Extracto de página:

==============================

Incorporación de las clases subalternas: Más allá del dolor impotente y el llanto desgarrado que ha suscitado a toda la nación, los hechos identificados con Ayotzinapa constituyen un capítulo de otro relato más alentador: lo que hoy vivimos con las protestas que encabezan los normalistas y sus familiares es la confrontación clara y abierta de las clases más desprotegidas de la sociedad contra el Estado canalla. Ni el empresario Alejandro Martí antes, ni la valiente señora de Wallace, ni siquiera el poeta Sicilia -por recordar a agraviados notables- lograron confrontarse con el poder de forma tan franca como ocurre ahora, por la sencilla razón de que eran (y son), después de todo, parte de los sectores privilegiados del sistema. En cambio, Ayotzinapa es el eslabón de otra historia que incorpora a sectores de las verdaderas clases subalternas al escenario político nacional: es el relevo de las autodefensas michoacanas (hoy mermadas, en parte por su localismo); es la expresión más nítida de la "crisis catastrofista" que necesita el país para cambiar de verdad.

==============================

Fragmento de origen:
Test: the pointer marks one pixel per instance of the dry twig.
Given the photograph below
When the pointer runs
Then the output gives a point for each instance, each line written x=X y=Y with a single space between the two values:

==============================

Consigna:
En el texto sobre Ayotzinapa, ¿de qué movimiento se dice que Ayotzinapa es el relevo?

Resultado del ejercicio:
De las autodefensas michoacanas.